What needs to be done: Emit all the data exactly as provided.

══ Source records ══

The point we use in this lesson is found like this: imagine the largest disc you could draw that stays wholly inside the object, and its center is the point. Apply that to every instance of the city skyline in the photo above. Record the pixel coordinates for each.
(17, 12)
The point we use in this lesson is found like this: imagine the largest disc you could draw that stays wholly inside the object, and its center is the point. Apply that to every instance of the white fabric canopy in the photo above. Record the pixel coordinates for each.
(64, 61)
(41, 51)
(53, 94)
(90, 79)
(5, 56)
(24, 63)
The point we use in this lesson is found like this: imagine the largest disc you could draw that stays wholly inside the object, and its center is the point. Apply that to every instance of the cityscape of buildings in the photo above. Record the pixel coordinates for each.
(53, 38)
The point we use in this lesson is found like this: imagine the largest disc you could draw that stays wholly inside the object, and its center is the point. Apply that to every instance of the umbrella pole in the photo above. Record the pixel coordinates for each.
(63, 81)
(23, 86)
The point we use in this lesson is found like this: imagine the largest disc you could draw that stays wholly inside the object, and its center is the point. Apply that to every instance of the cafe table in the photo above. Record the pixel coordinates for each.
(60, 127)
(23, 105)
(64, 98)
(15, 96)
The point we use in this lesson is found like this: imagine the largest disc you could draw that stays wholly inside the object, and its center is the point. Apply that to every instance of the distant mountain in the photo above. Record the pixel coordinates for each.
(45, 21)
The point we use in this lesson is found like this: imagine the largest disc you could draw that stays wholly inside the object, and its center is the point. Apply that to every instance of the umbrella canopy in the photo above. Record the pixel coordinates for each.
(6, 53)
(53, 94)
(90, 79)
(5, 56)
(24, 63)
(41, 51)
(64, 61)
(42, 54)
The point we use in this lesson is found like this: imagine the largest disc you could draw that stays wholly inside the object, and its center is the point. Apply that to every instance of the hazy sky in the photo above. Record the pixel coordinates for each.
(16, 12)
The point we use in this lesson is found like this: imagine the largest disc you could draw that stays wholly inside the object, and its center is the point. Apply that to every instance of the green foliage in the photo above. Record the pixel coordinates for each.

═══

Solution to the problem:
The point we use in this lesson is found like this: imagine the largest disc you could draw that stays wholly inside the object, and its center is the point. Apply that to every instance of the city skyline in the photo above. Record the pixel coordinates for each.
(17, 12)
The point we use in this lesson is found like this: imagine the largest disc you could draw that stays wholly inside the object, and its center is the point. Apply that to every instance of the white fabric canopy in the photo above. Record the pixel coordinates for each.
(64, 61)
(41, 51)
(53, 94)
(90, 79)
(5, 56)
(24, 63)
The point we use in this lesson is found like this: imagine the largest disc you could draw that stays wholly inside the object, and its center is the point. Apply that to every instance of the cityscape of buildings in the photo above. Record the pixel coordinates for each.
(53, 38)
The point we use in this lesson is found like this: imagine the largest disc you could draw that stays wholly inside the object, and its center is the point. Apply that to every instance of the umbrella pole in the photo above. Record the pixel coordinates for each.
(63, 81)
(23, 86)
The point we use in this lesson is found like this: imagine the largest disc you could draw that stays wholly inside the object, and its center is the point. Apply that to every instance of the cafe table in the photo above. Record the pixel coordinates for each.
(60, 127)
(23, 105)
(64, 98)
(15, 96)
The point we use in this lesson is found like this: imagine the largest disc you could draw that stays wholly inside the object, and its center is the point. Apply that to every instance of the distant mountain in the photo above. Record the pixel coordinates for each.
(45, 21)
The point we use in this lesson is found like this: imagine the largest disc you could draw that stays wholly inside the object, and its center is the point. Apply that to every instance of the umbrella canopy in the photo above. Record the pixel coordinates for each.
(6, 53)
(53, 94)
(90, 79)
(5, 56)
(24, 63)
(41, 51)
(64, 61)
(42, 54)
The point we use in this lesson is found like this: imagine the largest disc you could draw that stays wholly inside the object, and its center is the point. Apply that to every instance of the hazy sky in the photo above. Record the pixel coordinates for each.
(16, 12)
The point we use in this lesson is found like this: imagine the largest disc you could draw that stays wholly inside the object, and its center is the point. Apply that to every instance of the green foliage in the photo above. Record the pixel coordinates for each.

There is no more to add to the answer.